Human trafficking panel April 7 at law school

Leading experts will convene for a discussion panel on “Labor and Migration Effects of Human Trafficking” at 4 p.m. Wednesday, April 7, in the Bryan Cave Moot Courtroom of Anheuser-Busch Hall.

The panel, hosted by the Center for the Interdisciplinary Study of Work and Social Capital at the Washington University in St. Louis School of Law, is free and open to the public and is part of a university-wide initiative on human trafficking. The event is co-sponsored by WUSTL’s Law & Culture Initiative.

Panelists are:

Bridgette Carr, JD, professor of law and director of the Clinic on Human Trafficking at the University of Michigan. Carr focuses her research and teaching on human trafficking, immigration and human rights. Previous scholarship and clinical work has centered on the plight of asylum seekers, battered immigrants and victims of human trafficking.

Suzanne LeLaurin, senior vice president for individuals and families at the International Institute of St. Louis. LeLaurin plans, monitors and evaluates the operations of social services/mental health, employment, education and the youth/elderly departments at the institute. She is chair of the St. Louis human trafficking coalition.

Kerry Rittich, associate professor on the faculty of Law and the Women’s and Gender Studies Institute at the University of Toronto. Rittich teaches and writes in the areas of international law and international institutions, law and development, human rights, labor law and critical and feminist theory.

Chantal Thomas, JD, professor of law and director of the Clarke Initiative for Law and Development in the Middle East and North Africa at Cornell University. She focuses her scholarship on the relationship between international law, political economy and global social justice in a variety of contexts. Thomas teaches in the areas of international development law, international trade law, corporations, contracts and law and globalization.

Adrienne D. Davis, JD, the William M. Van Cleve Professor of Law at Washington University School of Law, will moderate the panel.
□ □ □ □
Do these statements agree with the panel announcement above? Answer yes or no to each, quoting the words of the text that decide it.
(a) The panel is free and open to the public.
(b) Suzanne LeLaurin will moderate the panel.
(c) Kerry Rittich teaches labor law.
□ □ □ □
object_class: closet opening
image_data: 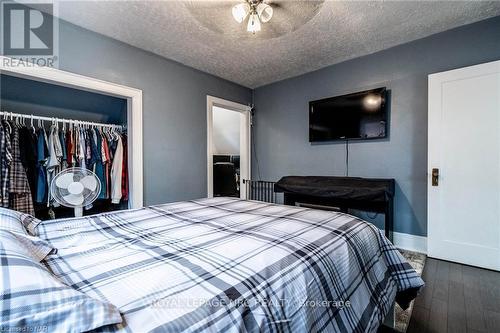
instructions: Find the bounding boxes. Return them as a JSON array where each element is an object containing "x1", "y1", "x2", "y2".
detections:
[
  {"x1": 207, "y1": 96, "x2": 250, "y2": 199},
  {"x1": 0, "y1": 72, "x2": 138, "y2": 220}
]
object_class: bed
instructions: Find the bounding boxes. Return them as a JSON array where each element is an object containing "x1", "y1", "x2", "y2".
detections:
[{"x1": 4, "y1": 198, "x2": 423, "y2": 332}]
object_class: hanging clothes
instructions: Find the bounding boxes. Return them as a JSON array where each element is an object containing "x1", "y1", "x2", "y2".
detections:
[
  {"x1": 111, "y1": 136, "x2": 123, "y2": 204},
  {"x1": 0, "y1": 113, "x2": 129, "y2": 214},
  {"x1": 122, "y1": 134, "x2": 128, "y2": 201},
  {"x1": 35, "y1": 128, "x2": 49, "y2": 203},
  {"x1": 0, "y1": 120, "x2": 12, "y2": 207},
  {"x1": 19, "y1": 126, "x2": 38, "y2": 202},
  {"x1": 65, "y1": 128, "x2": 75, "y2": 168},
  {"x1": 93, "y1": 129, "x2": 106, "y2": 199},
  {"x1": 101, "y1": 132, "x2": 111, "y2": 199},
  {"x1": 59, "y1": 130, "x2": 68, "y2": 171},
  {"x1": 9, "y1": 125, "x2": 35, "y2": 215},
  {"x1": 47, "y1": 125, "x2": 62, "y2": 207}
]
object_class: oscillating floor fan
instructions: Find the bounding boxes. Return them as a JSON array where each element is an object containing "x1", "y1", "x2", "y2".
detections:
[{"x1": 50, "y1": 168, "x2": 101, "y2": 216}]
□ □ □ □
Result of the exercise
(a) Yes: "is free and open to the public"
(b) No: "Adrienne D. Davis, JD, the William M. Van Cleve Professor of Law at Washington University School of Law, will moderate the panel."
(c) Yes: "Rittich teaches and writes in the areas of international law and international institutions, law and development, human rights, labor law and critical and feminist theory."